INSTRUCCIÓN ESCRITA 1 |
Vierte al inglés la siguiente oración del texto sobre la escultura de Elena Laverón: «De hecho todo espacio es un recinto al que hay que llenarlo para hacerlo visible.»
INSTRUCCIÓN ESCRITA 2 |
Prolonga el texto sobre la escultura de Elena Laverón a partir de su última oración.

++++ FRAGMENTO TEXTUAL

De hecho todo espacio es un recinto al que hay que llenarlo para hacerlo visible. Bajo este aspecto no solo debe construirse una presencia arquitectónica sino también que esa presencia se confunda con el hábitat humano. De ahí que Elena Laverón le asigne a su escultura un modo más abierto y expansivo, no con la intención de llenar físicamente un espacio, sino de dotarlo de una cierta capacidad evocadora y acercar el arte a su función primaria, que no es otro que el placer estético y el enriquecimiento espiritual.
Afortunadamente la democratización del espacio público de nuestras ciudades ha favorecido el hecho de «musealizar» plazas y recintos urbanos, dándole a las esculturas una dimensión de arte público alejada de las antiguas estructuras de poder con su respectivos valores simbólicos. Las esculturas de Elena Laverón, por ese carácter monumental que tienen, fomentan la interacción social en los espacios públicos, enfatizan la integración del arte en el entorno urbano, y desafían las convenciones tradicionales al mostrar sus figuras fragmentadas. Siempre a la búsqueda de una nueva expresión en un espacio que sea significativo y convergente.

++++++++
++++ DATOS

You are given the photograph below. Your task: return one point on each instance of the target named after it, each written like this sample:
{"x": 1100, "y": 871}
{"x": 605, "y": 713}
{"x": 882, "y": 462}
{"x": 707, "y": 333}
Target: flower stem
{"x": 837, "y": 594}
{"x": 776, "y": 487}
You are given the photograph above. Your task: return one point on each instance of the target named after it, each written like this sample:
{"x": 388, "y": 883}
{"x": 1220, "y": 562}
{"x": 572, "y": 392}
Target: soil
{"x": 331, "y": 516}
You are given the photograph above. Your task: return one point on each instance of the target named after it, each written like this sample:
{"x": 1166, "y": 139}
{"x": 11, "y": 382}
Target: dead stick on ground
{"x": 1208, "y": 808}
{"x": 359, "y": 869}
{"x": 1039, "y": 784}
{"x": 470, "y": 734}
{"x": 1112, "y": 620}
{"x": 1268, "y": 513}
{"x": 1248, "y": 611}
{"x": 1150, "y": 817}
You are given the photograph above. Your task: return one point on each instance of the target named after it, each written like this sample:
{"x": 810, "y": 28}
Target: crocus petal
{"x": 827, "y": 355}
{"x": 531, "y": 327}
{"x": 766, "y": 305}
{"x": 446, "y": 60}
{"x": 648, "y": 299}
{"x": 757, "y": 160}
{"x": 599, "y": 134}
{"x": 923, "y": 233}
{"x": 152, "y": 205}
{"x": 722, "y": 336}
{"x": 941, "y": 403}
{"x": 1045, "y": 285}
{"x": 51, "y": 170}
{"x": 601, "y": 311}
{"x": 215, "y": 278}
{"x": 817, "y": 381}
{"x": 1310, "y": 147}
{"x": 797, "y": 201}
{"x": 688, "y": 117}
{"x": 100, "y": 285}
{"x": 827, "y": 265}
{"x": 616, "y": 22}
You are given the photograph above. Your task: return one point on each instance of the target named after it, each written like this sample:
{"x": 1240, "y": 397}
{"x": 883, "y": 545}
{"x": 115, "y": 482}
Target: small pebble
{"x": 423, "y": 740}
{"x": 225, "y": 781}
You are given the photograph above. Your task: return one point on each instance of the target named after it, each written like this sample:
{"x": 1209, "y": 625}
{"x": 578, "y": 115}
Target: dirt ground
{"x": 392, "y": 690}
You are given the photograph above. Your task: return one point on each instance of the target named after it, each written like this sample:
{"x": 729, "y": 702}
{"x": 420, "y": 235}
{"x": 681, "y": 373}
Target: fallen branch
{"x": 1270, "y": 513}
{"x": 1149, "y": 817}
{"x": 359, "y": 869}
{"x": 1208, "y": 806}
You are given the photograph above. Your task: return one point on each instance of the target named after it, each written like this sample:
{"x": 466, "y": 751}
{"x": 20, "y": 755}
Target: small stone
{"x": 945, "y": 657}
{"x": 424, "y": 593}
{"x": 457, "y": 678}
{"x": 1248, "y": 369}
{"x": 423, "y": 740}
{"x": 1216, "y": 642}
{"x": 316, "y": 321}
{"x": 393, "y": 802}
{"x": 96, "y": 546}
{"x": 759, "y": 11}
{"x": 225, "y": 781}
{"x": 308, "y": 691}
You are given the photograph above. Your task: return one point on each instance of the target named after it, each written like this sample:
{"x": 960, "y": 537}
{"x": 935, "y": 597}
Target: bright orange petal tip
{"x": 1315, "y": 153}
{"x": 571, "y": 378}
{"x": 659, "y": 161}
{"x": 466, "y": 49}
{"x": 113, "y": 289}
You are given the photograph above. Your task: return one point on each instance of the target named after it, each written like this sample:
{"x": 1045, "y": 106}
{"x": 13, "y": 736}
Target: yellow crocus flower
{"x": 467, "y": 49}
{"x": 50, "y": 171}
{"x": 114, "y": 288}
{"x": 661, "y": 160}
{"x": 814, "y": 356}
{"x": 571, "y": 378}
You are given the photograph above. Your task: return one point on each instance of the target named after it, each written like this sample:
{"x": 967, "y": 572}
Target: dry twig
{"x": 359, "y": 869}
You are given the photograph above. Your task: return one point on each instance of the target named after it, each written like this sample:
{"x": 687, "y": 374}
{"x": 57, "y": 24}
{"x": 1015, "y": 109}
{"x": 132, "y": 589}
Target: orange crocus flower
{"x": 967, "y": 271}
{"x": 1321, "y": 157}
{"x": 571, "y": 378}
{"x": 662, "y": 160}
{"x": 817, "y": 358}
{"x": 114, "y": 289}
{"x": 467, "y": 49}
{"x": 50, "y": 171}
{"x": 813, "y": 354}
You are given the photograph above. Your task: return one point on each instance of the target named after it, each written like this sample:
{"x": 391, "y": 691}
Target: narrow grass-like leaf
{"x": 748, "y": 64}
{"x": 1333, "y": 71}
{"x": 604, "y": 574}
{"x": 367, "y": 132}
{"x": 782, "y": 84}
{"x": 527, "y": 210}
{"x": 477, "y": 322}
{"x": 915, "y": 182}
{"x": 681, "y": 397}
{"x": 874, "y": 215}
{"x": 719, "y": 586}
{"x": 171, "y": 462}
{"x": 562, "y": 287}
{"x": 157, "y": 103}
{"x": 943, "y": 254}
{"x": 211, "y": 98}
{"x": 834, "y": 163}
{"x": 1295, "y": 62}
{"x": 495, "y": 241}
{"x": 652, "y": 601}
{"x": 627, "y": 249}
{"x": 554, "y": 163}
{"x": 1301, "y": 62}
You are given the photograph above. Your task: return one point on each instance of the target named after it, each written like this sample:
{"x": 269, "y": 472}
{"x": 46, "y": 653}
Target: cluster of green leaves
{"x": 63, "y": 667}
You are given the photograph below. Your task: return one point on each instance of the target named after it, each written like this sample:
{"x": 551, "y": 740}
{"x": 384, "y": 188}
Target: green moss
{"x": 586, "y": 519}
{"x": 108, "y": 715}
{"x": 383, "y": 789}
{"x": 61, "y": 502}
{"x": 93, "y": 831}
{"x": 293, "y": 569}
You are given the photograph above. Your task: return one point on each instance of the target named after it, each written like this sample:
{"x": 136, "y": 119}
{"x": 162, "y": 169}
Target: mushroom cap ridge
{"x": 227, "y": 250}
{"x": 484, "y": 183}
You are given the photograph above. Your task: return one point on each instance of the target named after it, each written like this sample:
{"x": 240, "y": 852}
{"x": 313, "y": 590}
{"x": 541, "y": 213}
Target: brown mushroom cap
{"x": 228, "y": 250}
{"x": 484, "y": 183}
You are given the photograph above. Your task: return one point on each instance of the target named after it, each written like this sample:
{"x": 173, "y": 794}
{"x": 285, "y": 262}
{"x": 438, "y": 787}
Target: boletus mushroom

++++++++

RESULTADO 1 |
In fact, every space is an enclosure that must be filled in order to make it visible.

RESULTADO 2 |
En alguna ocasión he apuntado que toda la obra de Elena Laverón es un viaje. Un retorno del tiempo y de las aguas que vive en la memoria de los hombres, y que se condensa en seres que habitan otra memoria, otra razón para existir de un modo diferente. Sus figuras, incluso cuando surgen de sus manos, por muy pequeñas que sean, ya persiguen la eficacia de instalarse en una plaza o un jardín, demandando la dimensión y la estatura que realmente les pertenece. Se diría que más que bocetos o maquetas son piezas en gestación que llevan consigo, como las semillas de los frutos, el aliento que las hará brotar con todo su esplendor.
A propósito de ese viaje, conviene señalar que un buen día una pequeña pieza que tituló «Figura de pie en tres módulos» escapó de su estudio para instalarse en el boulevard Louis Pasteur del campus universitario de Teatinos, y por aquello de ser semilla de un fruto fue creciendo hasta alcanzar los 15 metros de altura a través de sus 10 toneladas de bronce.
Los milagros existen.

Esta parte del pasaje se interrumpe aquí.